▸ **ФРАГМЕНТ ТЕКСТА**

Наконец благополучно спустили и стали поднимать по лагам. Теперь передние тащили за веревки, Силис подкладывал катки-буры и покрикивал:
– Новый бур!
Задние толкали вагами. После двухчасовой работы наш нежный груз был втащен на второй этаж и подвинут на соответствующее место. Мы разобрали доски, и после еще часового усилия фигура Сталина в полной маршальской форме была водружена на постамент. Фигур в гражданском и военном, в мраморе, граните и бронзе было 250. Бюстов около 500, около 800 ковров со сценами из жизни вождя, фарфоровых ваз со словами благодарности за прекрасную жизнь было без счета, медалям из бронзы, чугуна, стали и других металлов не было числа.

Данные точечной разметки
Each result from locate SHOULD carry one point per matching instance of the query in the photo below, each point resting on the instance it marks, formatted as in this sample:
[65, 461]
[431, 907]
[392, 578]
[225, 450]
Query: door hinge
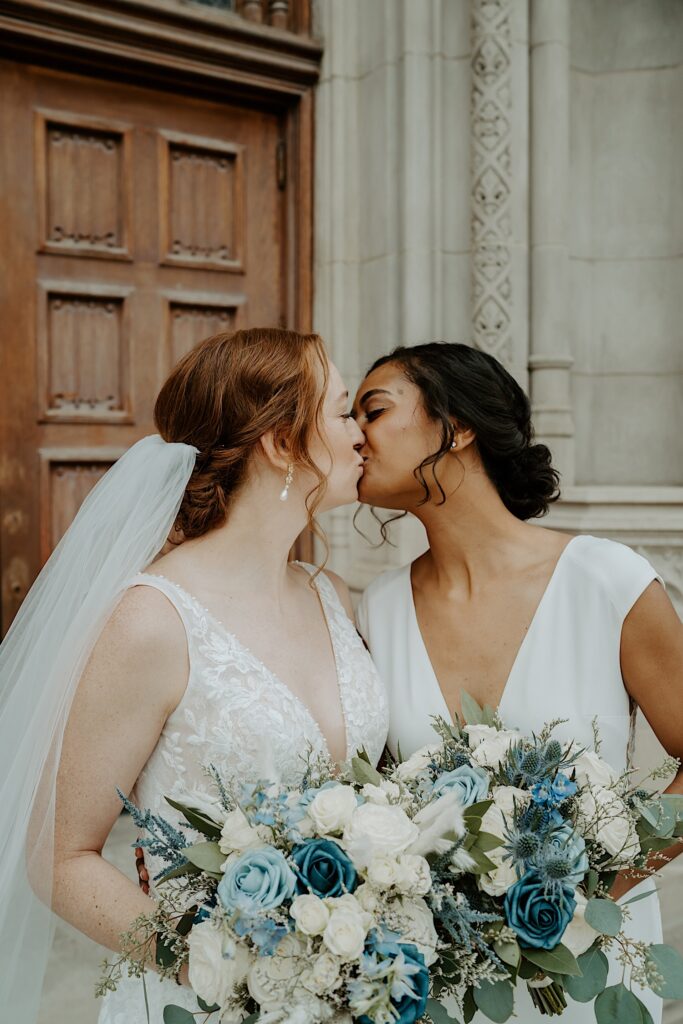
[281, 164]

▸ **КОРОТКОЕ ЗАДАНИЕ A**
Переведите на английский предложение из фрагмента текста: «Фигур в гражданском и военном, в мраморе, граните и бронзе было 250».
▸ **КОРОТКОЕ ЗАДАНИЕ B**
Сколько бюстов, согласно фрагменту текста, было среди подарков?
▸ **КОРОТКОЕ ЗАДАНИЕ C**
Напишите продолжение фрагмента текста, начиная сразу после его последнего предложения.
Эти данные представляют собой отдельный материал.

▸ **ОТВЕТ К ЗАДАНИЮ A**
There were 250 figures in civilian and military dress, in marble, granite, and bronze.

▸ **ОТВЕТ К ЗАДАНИЮ B**
Около 500.

▸ **ОТВЕТ К ЗАДАНИЮ C**
Так Академия художеств превратила Музей изобразительных искусств в Музей подарков товарищу Сталину. Итак, за короткий срок были закрыты: Музей нового западного искусства, музей Голубкиной и Музей изобразительных искусств. Оставалась лишь Третьяковка, наполовину занятая также подарками Великому Сталину.
Наступил эстетический голод. Нам, учившимся в высшем художественном заведении, это было особенно чувствительно и вредно. Никаких учебных пособий. Музей подарков продержался до весны 1953-го. Его разобрали только после смерти Великого Вождя. Артемиды и Аполлоны были возвращены на место своего постоянного жительства. Потом открылся музей Голубкиной, но почему-то частично, нижний этаж был занят какой-то художественной организацией. А в Музее нового западного искусства выставились мы и мирискусник Александр Яковлевич Головин. Неплохое соседство! Академия так и не уступила место законному владельцу западной живописи. Последняя была не полностью размещена в Музее изобразительных искусств и в ленинградском Эрмитаже (поделена). Несколько картин было продано, некоторые хранятся в запасниках. Великая коллекция Щукина перестала существовать как единое целое.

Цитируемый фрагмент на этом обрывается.